• Okuma Metni:
########

29 Şubat 2016 Pazartesi

1939'da yıkıldığı söylenen Niyazi Mısri hazretlerinin kabri ile birlikte, Ustrumça'da M. Nurü'l-Arabi, Selanik'te Ahmet Zühri'nin kabirleri Ohri'deki Mehmet Hayati türbesi gibi mamur hale gelir.

Niyazi-i Mısri'nin Limni'deki Mezarını ve Tekkesini Kurtarma Umudu Doğdu

Türk tasavvuf tarihinin en renkli ve en önde gelen mutasavvıflarından biri Niyazi-i Mısri'nin, Yunanistan'ın Limni adasında bulunan ve bugün üzerinden cadde ve kaldırım geçen mezarının kurtarılarak, tekkesinin aslına döndürülmesi için umut ışığı...

Niyazi-i Mısri'nin Limni'deki Mezarını ve Tekkesini Kurtarma Umudu Doğdu


Türk tasavvuf tarihinin en renkli ve en önde gelen mutasavvıflarından biri Niyazi-i Mısri'nin, Yunanistan'ın Limni adasında bulunan ve bugün üzerinden cadde ve kaldırım geçen mezarının kurtarılarak, tekkesinin aslına döndürülmesi için umut ışığı belirdi. Malatya Belediyesi, Malatya Valiliği ve Limni Belediyesi tarafından ortaklaşa düzenlenen Niyazi-i Mısri anma etkinlikleri çerçevesinde Limni Adası'nda düzenlenen panele katılarak bir konuşma yapan Yunanistan'ın Kuzey Ege Bölgesi Valisi Savvas Vareltsiz, Malatya'nın yetiştirdiği en önemli mutasavvıflardan olan Mısri'nin kabrinin ortaya çıkarılması ve çevresinin aslına uygun bir şekilde yeniden imarı için resmi prosedürlerin başladığını ve gelecek yıl aynı tarihlerde anma törenlerinin yapılmasına kadar bu prosedürün tamamlanmasını umut ettiklerini söyledi.

########

• Alıştırma 1:
Niyazi-i Mısri'nin mezarına ilişkin metne göre Limni'deki anma etkinlikleri hangi kurumlar tarafından ortaklaşa düzenlenmiştir?
• Alıştırma 2:
Niyazi-i Mısri'nin mezarına ilişkin metin, mezarın kurtarılması için umut ışığı belirmesini neye dayandırmaktadır? Bir ila üç cümleyle açıklayınız.
• Alıştırma 3:
Niyazi-i Mısri'nin mezarına ilişkin metni son cümlesinden itibaren sürdürünüz.
Aşağıdaki satırların bu çalışmayla hiçbir ilgisi yoktur.

(Bölge etiketleme öğeleri)

########

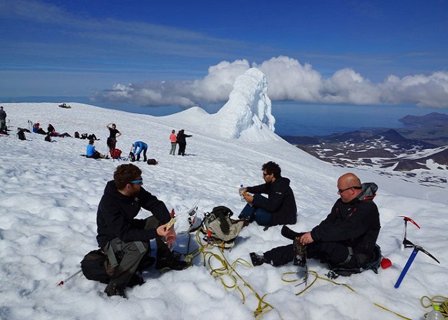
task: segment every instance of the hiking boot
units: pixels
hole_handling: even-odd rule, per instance
[[[183,261],[174,257],[165,257],[157,258],[155,268],[157,270],[169,269],[179,271],[187,269],[189,266],[190,264],[186,261]]]
[[[282,235],[291,240],[294,240],[295,238],[300,238],[304,233],[304,232],[296,232],[293,231],[286,226],[283,226],[282,227]]]
[[[294,239],[294,256],[293,263],[294,265],[302,268],[306,266],[306,246],[300,243],[300,238],[296,237]]]
[[[251,260],[252,261],[252,264],[254,266],[261,266],[264,263],[264,255],[257,255],[255,252],[251,252],[249,255],[250,255]]]
[[[154,257],[145,256],[140,261],[140,263],[139,264],[139,266],[137,267],[137,269],[135,271],[141,272],[143,270],[148,269],[153,265],[155,262],[156,258]]]
[[[127,299],[124,293],[124,290],[120,287],[116,287],[115,286],[108,285],[106,287],[104,292],[106,292],[108,297],[112,297],[112,296],[120,296],[122,298]]]

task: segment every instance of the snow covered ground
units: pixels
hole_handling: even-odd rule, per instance
[[[197,108],[154,117],[70,104],[71,109],[55,103],[3,104],[13,131],[9,136],[0,136],[1,319],[251,319],[258,304],[255,295],[237,277],[245,303],[240,291],[226,291],[211,275],[200,256],[182,271],[160,273],[150,269],[143,274],[144,285],[127,289],[128,300],[108,297],[103,293],[105,285],[81,274],[58,287],[61,280],[79,270],[83,256],[96,248],[97,204],[115,168],[126,162],[80,156],[85,153],[86,140],[54,138],[48,143],[43,135],[26,133],[26,141],[19,140],[14,135],[16,128],[27,128],[28,120],[40,122],[44,128],[51,123],[57,131],[72,135],[76,131],[94,133],[100,138],[95,146],[103,153],[109,134],[106,126],[116,123],[123,134],[117,147],[124,155],[132,143],[140,140],[148,144],[148,158],[159,162],[157,166],[134,163],[143,171],[144,187],[168,206],[188,205],[199,199],[200,215],[221,205],[237,215],[244,206],[237,193],[239,185],[262,183],[261,165],[274,161],[282,167],[282,175],[291,181],[298,206],[298,222],[292,228],[297,231],[309,230],[329,213],[338,197],[337,177],[346,172],[294,148],[260,123],[256,124],[258,129],[243,130],[245,133],[240,138],[223,137],[217,133],[220,123],[216,116]],[[236,128],[246,130],[248,126]],[[184,129],[193,135],[187,138],[185,157],[168,155],[168,136],[173,129]],[[260,297],[266,295],[264,301],[273,307],[263,319],[399,318],[374,302],[409,318],[422,319],[428,311],[420,304],[422,296],[448,295],[446,189],[366,170],[352,172],[363,182],[378,186],[375,201],[382,228],[378,243],[392,266],[380,270],[378,274],[369,270],[336,279],[356,293],[318,279],[296,296],[304,286],[282,280],[282,276],[301,276],[283,275],[297,270],[292,264],[277,268],[237,264],[238,274]],[[144,210],[140,217],[148,215]],[[419,230],[408,225],[408,239],[431,253],[440,264],[420,253],[396,289],[394,285],[411,252],[400,250],[403,221],[397,216],[401,215],[410,217],[421,227]],[[244,228],[235,246],[224,253],[226,259],[230,263],[238,258],[250,261],[250,252],[290,243],[281,235],[281,228],[263,231],[252,224]],[[191,237],[190,252],[197,247]],[[179,236],[175,250],[186,252],[188,241],[188,235]],[[308,260],[308,266],[325,277],[326,266]],[[313,278],[310,275],[308,284]]]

########

• Alıştırma Çıktısı 1:
Malatya Belediyesi, Malatya Valiliği ve Limni Belediyesi tarafından düzenlenmiştir.

• Alıştırma Çıktısı 2:
Kuzey Ege Bölgesi Valisi Savvas Vareltsiz, Limni'deki panelde kabrin ortaya çıkarılması ve çevresinin aslına uygun biçimde yeniden imarı için resmi prosedürlerin başladığını söylemiştir. Ayrıca bu prosedürün, gelecek yıl aynı tarihlerde yapılacak anma törenlerine kadar tamamlanmasını umduklarını belirtmiştir.

• Alıştırma Çıktısı 3:
Türkiye'den akademisyen ve işadamlarının da aralarında bulunduğu 160 civarında Malatyalı ve Mısri'nin Türkiye genelindeki takipçisinin katıldığı Niyazi-i Mısri hazretlerini anma etkinlikleri çerçevesinde Mısri'nin medfun bulunduğu Limni adasında düzenlenen panelde konuşan Vali Vareltsiz, ortak acılara çare bulmanın iki halkın elinde olduğunu söyleyerek başladığı konuşmasında, "Türk ve Yunan halkları arasında geliştirilen kültürel, ekonomik, siyasi ve özellikle manevi ilişkilerin, bu ülkelerin üst düzey yöneticilerine iki ülke arasında dostluğun geliştirilmesi konusunda gerekli mesajı verecektir." dedi. Küreselleşen bir dünyada halkların çıkarlarının artık ortak hale geldiğinden bahseden Vareltsiz, Niyazi-i Mısri gibi çok önemli bir bilgenin Limni'de medfun olmasına çok büyük önem atfettiklerinin altını çizdi. Dönemindeki siyasi liderlerin anlamakta güçlük çektiği fikirlerinden dolayı Mısri'nin Limni'de sürgündeyken hayatını kaybettiğini hatırlatan Vareltsiz, "Mısri, Limnileleri sevdi, Limnililer de Mısri"yi." şeklinde konuştu.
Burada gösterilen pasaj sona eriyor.